--- Document excerpt ---
+ + + + +

Tom and Ogi in the pub where Ogi is chef (Ed Thompson)

The one element of bonfire that no one wants to talk about is the making of the effigy – the fancy edifice each society unveils at its home event, then razes to the ground. Its theme is usually topical, touching on local or national politics. Or it might celebrate the life of someone who was popular. "Just because we blow it up doesn't mean we're anti," explains John Goldsmith.

Battle, renowned for its ambitious effigies, was so secretive about this year's that it refuses to say anything despite knowing it will be ash by the time these words appear. Robertsbridge, to be fair, declines a photograph only because they haven't yet started to build theirs.

Past themes have ranged from Osama bin Laden to the ban on smoking in pubs. It's generally agreed that the most effective in recent memory was the Floods – a nod to the 1999 catastrophe that forced scores of local families to evacuate their homes. Impressively, the effigy incorporated a real inflatable lifeboat of the type that had been rescuing villagers via their first-floor windows.

+ + + + +

--- Recorded data ---
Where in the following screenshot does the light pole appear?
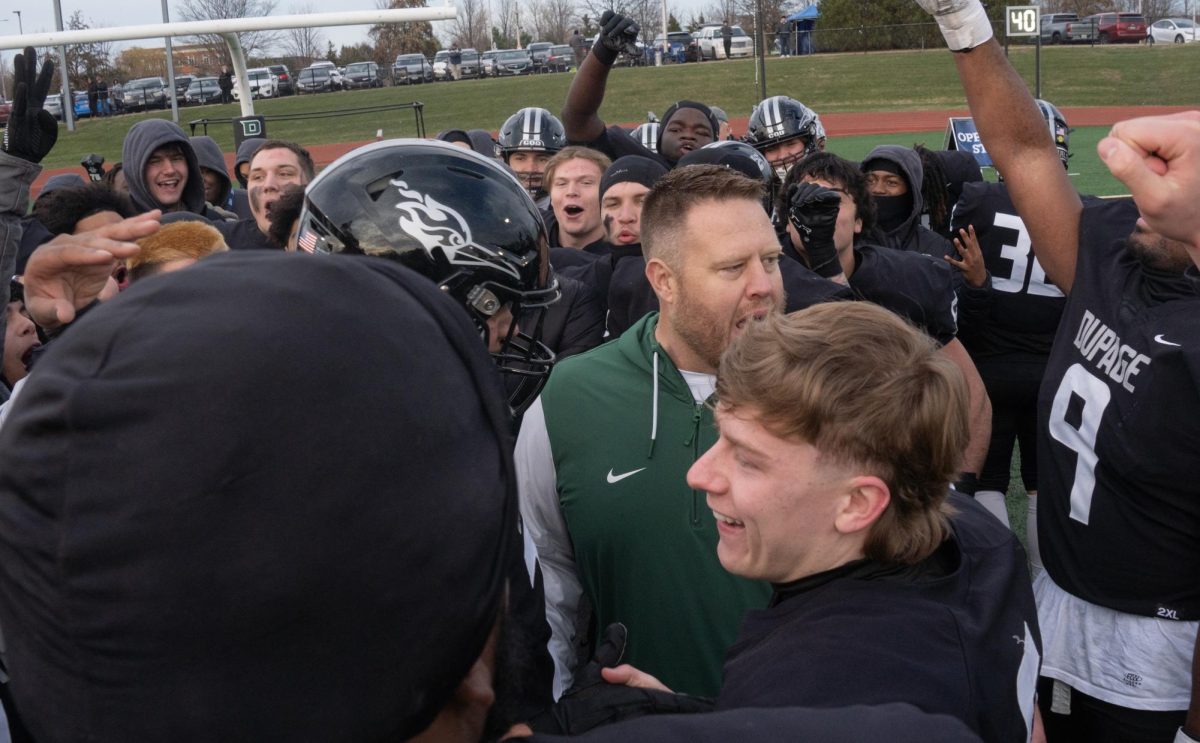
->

+ + + + +

--- Objective ---
Answer these questions from the text on bonfire effigies above.
(a) What reason does Robertsbridge give for declining a photograph?
(b) Which catastrophe did the Floods effigy refer to, and what did it force local families to do?
(c) What real object was built into the Floods effigy?

--- Complete answer ---
(a) They haven't yet started to build their effigy.
(b) The 1999 floods, which forced scores of local families to evacuate their homes.
(c) A real inflatable lifeboat of the type that had been rescuing villagers through their first-floor windows.